AIM →
Quote the full listing word for word.

──────────

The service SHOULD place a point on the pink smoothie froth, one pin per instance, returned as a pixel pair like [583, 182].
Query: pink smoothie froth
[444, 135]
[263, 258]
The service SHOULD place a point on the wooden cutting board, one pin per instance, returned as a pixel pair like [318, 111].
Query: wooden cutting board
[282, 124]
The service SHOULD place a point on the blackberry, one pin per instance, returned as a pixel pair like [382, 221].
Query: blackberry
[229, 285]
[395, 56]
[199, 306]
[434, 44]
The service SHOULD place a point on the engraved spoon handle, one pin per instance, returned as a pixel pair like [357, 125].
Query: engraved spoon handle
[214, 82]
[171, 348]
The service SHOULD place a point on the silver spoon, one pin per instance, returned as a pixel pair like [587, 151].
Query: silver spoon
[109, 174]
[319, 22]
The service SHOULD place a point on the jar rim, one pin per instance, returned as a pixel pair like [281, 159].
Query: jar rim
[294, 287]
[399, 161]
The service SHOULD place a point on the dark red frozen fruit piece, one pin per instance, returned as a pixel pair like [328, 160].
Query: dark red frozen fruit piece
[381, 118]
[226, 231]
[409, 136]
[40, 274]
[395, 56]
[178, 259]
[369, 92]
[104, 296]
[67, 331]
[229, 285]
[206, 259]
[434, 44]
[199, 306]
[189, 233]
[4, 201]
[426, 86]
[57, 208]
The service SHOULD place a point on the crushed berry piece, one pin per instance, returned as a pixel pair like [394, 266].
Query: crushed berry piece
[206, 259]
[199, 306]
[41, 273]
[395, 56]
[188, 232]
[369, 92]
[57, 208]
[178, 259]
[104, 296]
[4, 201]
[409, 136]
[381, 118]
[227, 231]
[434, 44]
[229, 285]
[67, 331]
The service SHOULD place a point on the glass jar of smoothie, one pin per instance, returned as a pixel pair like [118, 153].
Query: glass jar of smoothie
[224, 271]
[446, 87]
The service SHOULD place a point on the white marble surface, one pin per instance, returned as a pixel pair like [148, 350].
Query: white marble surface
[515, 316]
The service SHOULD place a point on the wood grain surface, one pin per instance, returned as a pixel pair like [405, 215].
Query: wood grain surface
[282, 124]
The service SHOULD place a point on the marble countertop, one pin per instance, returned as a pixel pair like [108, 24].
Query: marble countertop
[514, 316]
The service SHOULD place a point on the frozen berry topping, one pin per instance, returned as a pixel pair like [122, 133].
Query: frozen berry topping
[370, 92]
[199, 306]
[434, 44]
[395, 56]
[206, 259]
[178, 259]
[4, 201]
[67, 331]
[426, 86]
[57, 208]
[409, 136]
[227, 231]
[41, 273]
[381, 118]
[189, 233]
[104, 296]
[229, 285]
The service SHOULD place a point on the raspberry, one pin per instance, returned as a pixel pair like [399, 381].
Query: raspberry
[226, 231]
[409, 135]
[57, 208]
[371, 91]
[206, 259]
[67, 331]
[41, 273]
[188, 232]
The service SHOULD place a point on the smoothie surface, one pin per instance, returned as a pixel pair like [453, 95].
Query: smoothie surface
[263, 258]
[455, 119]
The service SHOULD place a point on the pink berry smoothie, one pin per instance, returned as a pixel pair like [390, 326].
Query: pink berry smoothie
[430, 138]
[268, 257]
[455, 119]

──────────

EXERCISE ANSWER →
The service SHOULD place a point on the pink smoothie froth, one pin per instance, returned as a pixel pair like [583, 182].
Query: pink smoothie froth
[444, 135]
[263, 258]
The service SHOULD place a point on the wooden cutting board, one pin per instance, returned as a pixel pair like [318, 111].
Query: wooden cutting board
[282, 124]
The service SHOULD place a point on the blackberry, one pin per instance, returned as a pixel pair like [382, 221].
Query: blackberry
[229, 285]
[395, 56]
[199, 306]
[434, 44]
The service SHOULD place a point on the engraved spoon handle, one pin per instance, returned as a pixel pair like [357, 125].
Query: engraved spoon handle
[214, 82]
[171, 348]
The service SHOULD place a point on the silver spoon, one pin per instance, returned as a pixel pair like [587, 151].
Query: silver spoon
[109, 174]
[319, 22]
The service SHOULD place a point on the jar rim, one pin per instance, returned as a pixel pair like [281, 159].
Query: jar rim
[294, 287]
[399, 161]
The service SHOULD place a point on the dark red frozen fruit piece, one pin per instance, returned as a pixel pair like [328, 160].
Query: dark red frozen fruit piece
[381, 118]
[226, 231]
[409, 136]
[40, 274]
[395, 56]
[178, 259]
[369, 92]
[104, 296]
[67, 331]
[229, 285]
[206, 259]
[434, 44]
[199, 306]
[189, 233]
[4, 201]
[426, 86]
[57, 208]
The service SHOULD place a point on the crushed berry piece, one pin per instance, returned as a pixel pair like [394, 266].
Query: crushed berry piece
[206, 259]
[199, 306]
[41, 273]
[395, 56]
[188, 232]
[369, 92]
[57, 208]
[178, 259]
[104, 296]
[4, 201]
[409, 136]
[381, 118]
[227, 231]
[434, 44]
[229, 285]
[67, 331]
The service SHOULD place a point on the glass jar of smoothie, one pin per instance, returned as a pixel pair like [118, 153].
Query: glass jar of smoothie
[224, 271]
[446, 87]
The service SHOULD place a point on the white marble surface, one pin per instance, returned as a pixel pair like [148, 350].
Query: white marble surface
[515, 316]
The service SHOULD place a point on the wood grain surface, one pin per instance, returned as a pixel pair like [405, 215].
Query: wood grain surface
[282, 124]
The service SHOULD place a point on the marble countertop, one pin per instance, returned as a pixel pair like [108, 24].
Query: marble countertop
[514, 316]
The service SHOULD place a point on the frozen berry topping, one pin per instance, returned as a pixel pair like [122, 133].
Query: frozen berry topping
[370, 92]
[199, 306]
[434, 44]
[395, 56]
[206, 259]
[178, 259]
[4, 201]
[67, 331]
[426, 86]
[57, 208]
[409, 136]
[227, 231]
[41, 273]
[381, 118]
[189, 233]
[104, 296]
[229, 285]
The service SHOULD place a point on the raspberry, one pin per instance, returned as a pixel pair like [399, 381].
Query: raspberry
[226, 231]
[409, 135]
[57, 208]
[371, 91]
[206, 259]
[67, 331]
[41, 273]
[188, 232]
The service SHOULD place a point on the smoothie surface, one pin per instance, returned as a pixel pair like [453, 95].
Query: smoothie surface
[263, 258]
[455, 119]
The service SHOULD place a point on the pink berry smoothie, one pin per instance, returned as a pixel pair like [390, 326].
Query: pink berry smoothie
[430, 138]
[268, 257]
[455, 119]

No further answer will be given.